Ma quelle polveri fanno anche altro. Se entrano nel cervello,
vanno a provocare danni nervosi come quelli citati tra i sintomi riferiti alle
sindromi contratte nei Balcani e in Medio Oriente; se vanno nel pancreas
possono indurre un diabete di tipo 1 bloccando la formazione d’insulina; se
passano nello sperma danno sterilità e inducono la formazione di piaghe
sanguinanti e dolorose nel canale vaginale della partner sessuale; se ad essere
colpita dalle polveri è una donna gravida, si può avere un aborto o il parto di
un bambino malformato o di un bambino già malato di cancro.
Ad aggravare la situazione c’è la radioattività del DU. Non
si tratta di una radioattività particolarmente marcata, ma è ovvio che, laddove
di DU se n’è usato parecchio, la radioattività c’è eccome e questa condizione è
una concausa responsabile dell’innesco delle patologie, patologie che, non
saprei dire se è anche per questo, nei militari che abbiamo avuto occasione di
analizzare (e sono circa 200), osservandone al microscopio elettronico i
tessuti patologici e trovandoci le particelle incriminate, si manifestano con
una rapidità ragguardevole.
I civili controllabili sono relativamente pochi:
principalmente giornalisti e operatori di organizzazioni non governative. La
soverchiante maggioranza dei civili ammalati appartiene a zone in cui
l’assistenza sanitaria non è certo di prim’ordine né queste persone hanno
accesso al nostro laboratorio, purtroppo l’unico in cui si eseguono le indagini
nanopatologiche del caso. Ci arrivano, invece, i casi di militari e in qualche
occasione questi sono venuti anche dall’estero.
Per ognuno di loro, oltre a dover affrontare la situazione
oggettivamente terribile di una malattia gravissima e del lavoro perso, ci sono
le condizioni umilianti di dover affrontare gravi difficoltà economiche e un
processo contro lo stato datore di lavoro per cercare di far valere i propri
diritti di lavoratore. Non dimentichiamo che, ufficialmente, i militari non
sono mai andati a fare la guerra ma sono andati in missione di pace. Dunque,
lavoratori.

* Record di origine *
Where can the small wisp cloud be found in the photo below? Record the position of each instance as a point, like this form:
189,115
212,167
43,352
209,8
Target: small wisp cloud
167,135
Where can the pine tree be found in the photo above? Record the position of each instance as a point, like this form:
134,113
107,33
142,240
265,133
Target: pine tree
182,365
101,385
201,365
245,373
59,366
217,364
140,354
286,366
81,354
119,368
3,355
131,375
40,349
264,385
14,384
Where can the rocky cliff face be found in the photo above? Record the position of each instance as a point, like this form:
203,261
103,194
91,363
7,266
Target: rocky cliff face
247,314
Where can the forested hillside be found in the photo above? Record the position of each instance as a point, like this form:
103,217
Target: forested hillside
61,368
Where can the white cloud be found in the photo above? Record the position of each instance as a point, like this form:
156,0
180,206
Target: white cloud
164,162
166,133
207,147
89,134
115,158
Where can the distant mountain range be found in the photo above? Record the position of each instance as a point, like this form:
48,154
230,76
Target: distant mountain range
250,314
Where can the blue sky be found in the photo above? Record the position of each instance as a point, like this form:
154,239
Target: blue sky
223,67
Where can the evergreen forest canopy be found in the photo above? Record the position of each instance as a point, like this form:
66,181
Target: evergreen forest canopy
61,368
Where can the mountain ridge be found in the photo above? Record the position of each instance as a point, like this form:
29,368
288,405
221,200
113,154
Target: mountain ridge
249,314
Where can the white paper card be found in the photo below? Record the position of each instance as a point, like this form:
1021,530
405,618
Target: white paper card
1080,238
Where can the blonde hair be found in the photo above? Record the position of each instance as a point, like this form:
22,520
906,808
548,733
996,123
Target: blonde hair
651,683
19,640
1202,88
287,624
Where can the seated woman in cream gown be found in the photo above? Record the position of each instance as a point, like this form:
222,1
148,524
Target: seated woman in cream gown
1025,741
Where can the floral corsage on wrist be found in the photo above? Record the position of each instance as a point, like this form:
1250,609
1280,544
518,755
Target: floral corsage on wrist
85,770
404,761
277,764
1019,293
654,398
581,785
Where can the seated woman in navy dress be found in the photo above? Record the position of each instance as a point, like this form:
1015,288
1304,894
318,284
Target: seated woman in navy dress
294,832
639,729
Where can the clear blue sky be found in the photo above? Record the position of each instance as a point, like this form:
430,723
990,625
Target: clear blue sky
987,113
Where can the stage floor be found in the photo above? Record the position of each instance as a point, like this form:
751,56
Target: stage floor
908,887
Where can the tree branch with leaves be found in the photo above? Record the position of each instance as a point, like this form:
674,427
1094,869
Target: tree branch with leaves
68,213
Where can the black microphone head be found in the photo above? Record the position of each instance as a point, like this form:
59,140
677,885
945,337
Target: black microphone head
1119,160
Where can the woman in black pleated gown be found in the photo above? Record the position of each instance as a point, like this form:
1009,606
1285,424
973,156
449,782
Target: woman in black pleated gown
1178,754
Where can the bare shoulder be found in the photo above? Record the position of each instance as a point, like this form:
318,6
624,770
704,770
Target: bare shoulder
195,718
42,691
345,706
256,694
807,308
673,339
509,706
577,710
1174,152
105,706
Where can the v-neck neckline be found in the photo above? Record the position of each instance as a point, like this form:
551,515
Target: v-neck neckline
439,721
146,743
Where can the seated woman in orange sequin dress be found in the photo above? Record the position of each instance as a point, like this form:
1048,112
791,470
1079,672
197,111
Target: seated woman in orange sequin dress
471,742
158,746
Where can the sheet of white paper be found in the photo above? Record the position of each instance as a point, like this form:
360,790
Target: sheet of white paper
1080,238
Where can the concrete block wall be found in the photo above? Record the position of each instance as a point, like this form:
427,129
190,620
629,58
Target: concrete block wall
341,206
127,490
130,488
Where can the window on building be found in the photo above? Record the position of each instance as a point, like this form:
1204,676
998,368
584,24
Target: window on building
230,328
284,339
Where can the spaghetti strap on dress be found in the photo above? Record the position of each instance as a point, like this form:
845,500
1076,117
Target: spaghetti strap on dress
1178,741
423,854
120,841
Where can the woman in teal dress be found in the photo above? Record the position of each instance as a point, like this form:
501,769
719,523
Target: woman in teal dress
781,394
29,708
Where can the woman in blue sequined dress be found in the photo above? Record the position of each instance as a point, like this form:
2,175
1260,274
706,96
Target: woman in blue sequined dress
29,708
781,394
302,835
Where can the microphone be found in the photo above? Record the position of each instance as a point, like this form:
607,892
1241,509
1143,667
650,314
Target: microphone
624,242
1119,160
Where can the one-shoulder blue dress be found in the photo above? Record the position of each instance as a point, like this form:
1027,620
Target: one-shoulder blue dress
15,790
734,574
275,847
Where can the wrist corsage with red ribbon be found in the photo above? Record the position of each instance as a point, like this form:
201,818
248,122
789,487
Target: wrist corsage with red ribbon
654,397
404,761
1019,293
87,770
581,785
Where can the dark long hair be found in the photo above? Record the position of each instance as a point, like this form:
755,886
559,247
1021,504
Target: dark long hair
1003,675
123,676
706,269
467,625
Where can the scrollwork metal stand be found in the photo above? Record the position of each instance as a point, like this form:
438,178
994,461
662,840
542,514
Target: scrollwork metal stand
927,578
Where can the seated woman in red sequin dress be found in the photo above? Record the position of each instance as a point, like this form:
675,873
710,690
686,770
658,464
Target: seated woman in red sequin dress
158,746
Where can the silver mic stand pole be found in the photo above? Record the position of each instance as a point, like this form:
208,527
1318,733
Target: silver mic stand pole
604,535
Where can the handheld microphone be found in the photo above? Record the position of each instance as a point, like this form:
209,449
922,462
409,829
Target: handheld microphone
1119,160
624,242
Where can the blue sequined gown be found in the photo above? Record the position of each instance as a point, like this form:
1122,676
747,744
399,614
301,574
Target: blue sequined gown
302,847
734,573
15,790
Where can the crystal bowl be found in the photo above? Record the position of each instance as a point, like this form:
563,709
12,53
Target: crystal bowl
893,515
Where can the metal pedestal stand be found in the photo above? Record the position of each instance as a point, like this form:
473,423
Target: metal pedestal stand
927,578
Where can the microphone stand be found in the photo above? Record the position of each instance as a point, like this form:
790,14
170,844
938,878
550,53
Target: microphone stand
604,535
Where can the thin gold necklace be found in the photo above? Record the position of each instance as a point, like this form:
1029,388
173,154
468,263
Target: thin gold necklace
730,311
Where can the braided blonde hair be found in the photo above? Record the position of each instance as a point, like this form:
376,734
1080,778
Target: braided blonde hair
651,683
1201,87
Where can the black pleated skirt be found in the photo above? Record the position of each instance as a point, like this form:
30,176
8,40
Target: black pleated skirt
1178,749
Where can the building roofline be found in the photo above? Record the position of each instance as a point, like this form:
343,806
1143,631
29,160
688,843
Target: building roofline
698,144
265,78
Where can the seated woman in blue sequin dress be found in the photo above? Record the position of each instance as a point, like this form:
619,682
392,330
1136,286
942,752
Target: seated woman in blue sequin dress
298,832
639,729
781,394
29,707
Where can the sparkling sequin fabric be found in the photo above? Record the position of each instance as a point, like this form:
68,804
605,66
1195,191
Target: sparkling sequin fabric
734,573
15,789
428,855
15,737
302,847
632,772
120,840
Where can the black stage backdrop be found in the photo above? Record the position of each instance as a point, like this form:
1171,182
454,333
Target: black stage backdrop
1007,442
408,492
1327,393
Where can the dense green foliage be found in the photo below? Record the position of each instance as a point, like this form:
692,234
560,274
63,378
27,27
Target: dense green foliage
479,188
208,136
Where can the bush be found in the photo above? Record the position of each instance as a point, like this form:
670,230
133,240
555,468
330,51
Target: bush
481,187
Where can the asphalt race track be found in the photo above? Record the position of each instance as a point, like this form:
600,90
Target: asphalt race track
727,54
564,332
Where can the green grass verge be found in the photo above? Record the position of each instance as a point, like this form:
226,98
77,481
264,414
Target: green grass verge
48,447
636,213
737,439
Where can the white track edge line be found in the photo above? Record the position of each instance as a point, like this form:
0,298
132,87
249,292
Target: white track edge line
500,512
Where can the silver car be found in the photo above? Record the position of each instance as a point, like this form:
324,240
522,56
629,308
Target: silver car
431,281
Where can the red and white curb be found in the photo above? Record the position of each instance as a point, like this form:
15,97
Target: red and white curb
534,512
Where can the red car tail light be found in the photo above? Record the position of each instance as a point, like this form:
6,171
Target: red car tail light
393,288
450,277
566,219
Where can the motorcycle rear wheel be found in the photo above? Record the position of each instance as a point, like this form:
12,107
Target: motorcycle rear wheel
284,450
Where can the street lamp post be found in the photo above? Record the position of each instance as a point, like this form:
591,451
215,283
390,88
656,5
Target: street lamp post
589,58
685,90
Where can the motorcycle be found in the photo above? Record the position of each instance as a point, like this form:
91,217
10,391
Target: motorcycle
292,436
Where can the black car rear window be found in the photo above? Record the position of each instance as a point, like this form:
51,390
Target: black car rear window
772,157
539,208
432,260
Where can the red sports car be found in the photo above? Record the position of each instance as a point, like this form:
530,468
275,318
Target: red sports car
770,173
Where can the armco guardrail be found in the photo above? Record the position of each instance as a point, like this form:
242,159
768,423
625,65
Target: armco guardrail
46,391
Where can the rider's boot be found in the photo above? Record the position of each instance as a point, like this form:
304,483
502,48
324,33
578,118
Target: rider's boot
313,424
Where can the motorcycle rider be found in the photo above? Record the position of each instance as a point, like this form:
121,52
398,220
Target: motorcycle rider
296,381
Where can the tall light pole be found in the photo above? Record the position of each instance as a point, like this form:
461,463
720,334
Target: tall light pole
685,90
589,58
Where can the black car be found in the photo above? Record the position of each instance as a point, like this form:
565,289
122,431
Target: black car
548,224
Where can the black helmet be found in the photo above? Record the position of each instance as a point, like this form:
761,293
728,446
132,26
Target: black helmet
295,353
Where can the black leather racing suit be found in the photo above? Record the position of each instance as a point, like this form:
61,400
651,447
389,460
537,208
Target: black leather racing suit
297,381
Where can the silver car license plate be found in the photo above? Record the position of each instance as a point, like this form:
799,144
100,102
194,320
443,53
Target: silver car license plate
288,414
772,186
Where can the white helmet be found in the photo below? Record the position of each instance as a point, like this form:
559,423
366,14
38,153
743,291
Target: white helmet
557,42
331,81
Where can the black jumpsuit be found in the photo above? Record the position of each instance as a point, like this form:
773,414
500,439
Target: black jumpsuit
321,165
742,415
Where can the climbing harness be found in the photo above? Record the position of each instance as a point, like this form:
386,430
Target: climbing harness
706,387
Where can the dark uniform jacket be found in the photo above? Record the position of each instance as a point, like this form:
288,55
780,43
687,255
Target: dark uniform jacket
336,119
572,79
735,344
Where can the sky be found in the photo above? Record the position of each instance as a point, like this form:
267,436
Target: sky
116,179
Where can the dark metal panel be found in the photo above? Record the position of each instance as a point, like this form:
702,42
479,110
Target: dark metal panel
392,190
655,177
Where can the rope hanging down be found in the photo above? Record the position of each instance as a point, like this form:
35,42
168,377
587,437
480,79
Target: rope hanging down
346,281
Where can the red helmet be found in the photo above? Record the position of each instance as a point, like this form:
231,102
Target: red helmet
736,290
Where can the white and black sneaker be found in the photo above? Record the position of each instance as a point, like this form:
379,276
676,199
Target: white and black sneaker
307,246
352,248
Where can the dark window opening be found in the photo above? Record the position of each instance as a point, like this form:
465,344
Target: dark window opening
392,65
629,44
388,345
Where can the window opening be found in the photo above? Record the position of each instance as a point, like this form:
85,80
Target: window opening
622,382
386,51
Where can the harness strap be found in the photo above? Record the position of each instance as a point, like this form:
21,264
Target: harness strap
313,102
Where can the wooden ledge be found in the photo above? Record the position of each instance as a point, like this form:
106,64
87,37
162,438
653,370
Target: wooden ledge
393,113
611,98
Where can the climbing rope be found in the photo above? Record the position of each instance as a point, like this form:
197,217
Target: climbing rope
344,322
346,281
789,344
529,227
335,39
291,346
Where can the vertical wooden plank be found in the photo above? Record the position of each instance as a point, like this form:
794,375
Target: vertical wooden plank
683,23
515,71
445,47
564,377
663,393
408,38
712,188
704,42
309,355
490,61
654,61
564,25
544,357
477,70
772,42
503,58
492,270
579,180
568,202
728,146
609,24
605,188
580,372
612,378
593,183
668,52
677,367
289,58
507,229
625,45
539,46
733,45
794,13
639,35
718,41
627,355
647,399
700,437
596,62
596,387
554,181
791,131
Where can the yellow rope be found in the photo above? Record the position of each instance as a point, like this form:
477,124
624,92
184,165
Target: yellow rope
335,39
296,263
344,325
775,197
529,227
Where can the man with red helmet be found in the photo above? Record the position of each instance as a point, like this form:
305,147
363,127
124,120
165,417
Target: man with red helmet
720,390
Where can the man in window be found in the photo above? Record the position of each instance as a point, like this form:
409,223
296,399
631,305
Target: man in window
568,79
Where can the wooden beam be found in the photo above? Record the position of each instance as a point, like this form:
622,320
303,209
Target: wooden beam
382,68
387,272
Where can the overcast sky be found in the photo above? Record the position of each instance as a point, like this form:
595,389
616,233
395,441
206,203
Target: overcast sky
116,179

* Istruzioni del compito *
Rispondi a queste domande sul brano sulle polveri:
1. Che cosa possono indurre le polveri se vanno nel pancreas?
2. Circa quanti militari sono stati analizzati?
3. Quali civili sono controllabili, principalmente?
I record non servono per svolgere il compito.

* Risposta *
1. Un diabete di tipo 1, bloccando la formazione d'insulina.
2. Circa 200.
3. Giornalisti e operatori di organizzazioni non governative.